==== Texto de origen
Siempre hay una buena excusa para coger
un avión y desaparecer durante unos días, meses o años. Y parece
que estas fechas son aún más propicias para hacer las maletas y
despedir el año en un lugar inhabitual, el mejor momento para
proponer mi tercera entrega de anécdotas viajeras, que espero que no
disuadan a nadie de aprovechar un merecido descanso. La moraleja de
mi primera historia es muy evidente, pero conviene tenerla bien en
cuenta: hay que comprobar la caducidad de nuestro DNI o pasaporte
antes de salir de casa. No es algo que hagamos todos los días y por
eso podemos pasar por alto un reflejo muy útil. Lo digo porque he
sido víctima de esta fácil trampa.
Ya había puesto mi maleta sobre la
cinta transportadora del mostrador de facturación, inocente de mí,
cuando la azafata me informó de que mi DNI estaba caducado desde
hacía unos meses. No puede viajar, señor. ¿No tendrá por
casualidad un pasaporte en su casa? Si que lo tengo, pero en mi
casa... Me encontraba en el aeropuerto de Alicante y, aunque había
llegado con mucha antelación, no quedaba tiempo para un viaje
relámpago a Murcia. Sin embargo, existía una solución, algo
alocada, pero solución al fin y al cabo. El destino final de mi
viaje era Bruselas e incluía una escala en Madrid. Técnicamente
podía volver a mi casa, a Murcia, coger el pasaporte e ir a Madrid
para no perder el segundo vuelo que me llevaría a Bruselas. Mis
padres, que me habían llevado en coche al aeropuerto, esperaban a
que facturase antes de despedirse. Les expliqué la situación y mi
padre asumió el reto. Nunca le vi conducir tan rápido. Era
temprano, no encontramos mucho tráfico y, por suerte, hace ocho años
había menos radares que hoy en día. Si el coche hubiera tenido
alas, podría haber despegado. Tanto mi padre como la máquina
hicieron un esfuerzo titánico y en el último peaje antes de llegar
a Barajas, el motor se paró y no quiso volver a arrancar. Lo siento
hijo, hasta aquí hemos llegado, me dijo mi padre.
========
_Tareas a realizar_
1. Repite literalmente el fragmento del relato del DNI caducado que va desde "Siempre hay una" hasta "esta fácil trampa.", ambos incluidos.
2. Indica si cada afirmación coincide con el relato del DNI caducado y responde sí o no, citando textualmente las palabras que lo deciden. (a) Los padres llevaron en coche al aeropuerto a quien narra. (b) El vuelo a Bruselas salía directo, sin escalas. (c) El coche consiguió llegar hasta Barajas.
Los registros no tienen relación alguna con el relato.
==== Registros proporcionados
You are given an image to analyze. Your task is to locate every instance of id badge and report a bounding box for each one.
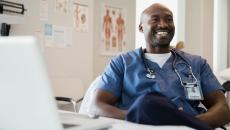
[184,81,204,100]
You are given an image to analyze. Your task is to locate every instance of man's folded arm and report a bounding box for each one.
[91,88,126,119]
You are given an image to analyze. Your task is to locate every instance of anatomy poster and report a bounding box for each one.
[73,3,89,32]
[55,0,69,14]
[101,5,126,55]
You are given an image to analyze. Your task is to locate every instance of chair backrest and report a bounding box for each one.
[78,76,101,115]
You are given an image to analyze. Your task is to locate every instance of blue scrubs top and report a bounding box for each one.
[98,48,224,115]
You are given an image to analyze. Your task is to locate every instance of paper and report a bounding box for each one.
[100,5,126,55]
[53,26,72,48]
[73,3,89,32]
[55,0,69,14]
[40,0,49,21]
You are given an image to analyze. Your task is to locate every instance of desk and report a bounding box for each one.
[219,68,230,81]
[59,110,230,130]
[59,111,193,130]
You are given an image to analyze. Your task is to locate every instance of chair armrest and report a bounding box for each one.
[55,97,83,112]
[55,97,83,103]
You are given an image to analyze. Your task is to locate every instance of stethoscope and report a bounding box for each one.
[141,49,198,86]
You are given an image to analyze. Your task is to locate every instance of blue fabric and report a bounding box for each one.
[98,48,223,115]
[126,93,213,130]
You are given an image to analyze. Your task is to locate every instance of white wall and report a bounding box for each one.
[7,0,135,97]
[184,0,214,67]
[214,0,229,72]
[11,0,94,99]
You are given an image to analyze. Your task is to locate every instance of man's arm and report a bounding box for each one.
[197,90,230,128]
[92,89,126,119]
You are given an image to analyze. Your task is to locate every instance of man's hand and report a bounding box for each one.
[196,90,230,128]
[91,89,127,119]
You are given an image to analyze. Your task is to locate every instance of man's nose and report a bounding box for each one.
[158,19,168,28]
========
_Soluciones del ejercicio_
1.
Siempre hay una buena excusa para coger
un avión y desaparecer durante unos días, meses o años. Y parece
que estas fechas son aún más propicias para hacer las maletas y
despedir el año en un lugar inhabitual, el mejor momento para
proponer mi tercera entrega de anécdotas viajeras, que espero que no
disuadan a nadie de aprovechar un merecido descanso. La moraleja de
mi primera historia es muy evidente, pero conviene tenerla bien en
cuenta: hay que comprobar la caducidad de nuestro DNI o pasaporte
antes de salir de casa. No es algo que hagamos todos los días y por
eso podemos pasar por alto un reflejo muy útil. Lo digo porque he
sido víctima de esta fácil trampa.

2.
(a) Sí: "Mis padres, que me habían llevado en coche al aeropuerto".
(b) No: "incluía una escala en Madrid".
(c) No: "en el último peaje antes de llegar a Barajas, el motor se paró y no quiso volver a arrancar".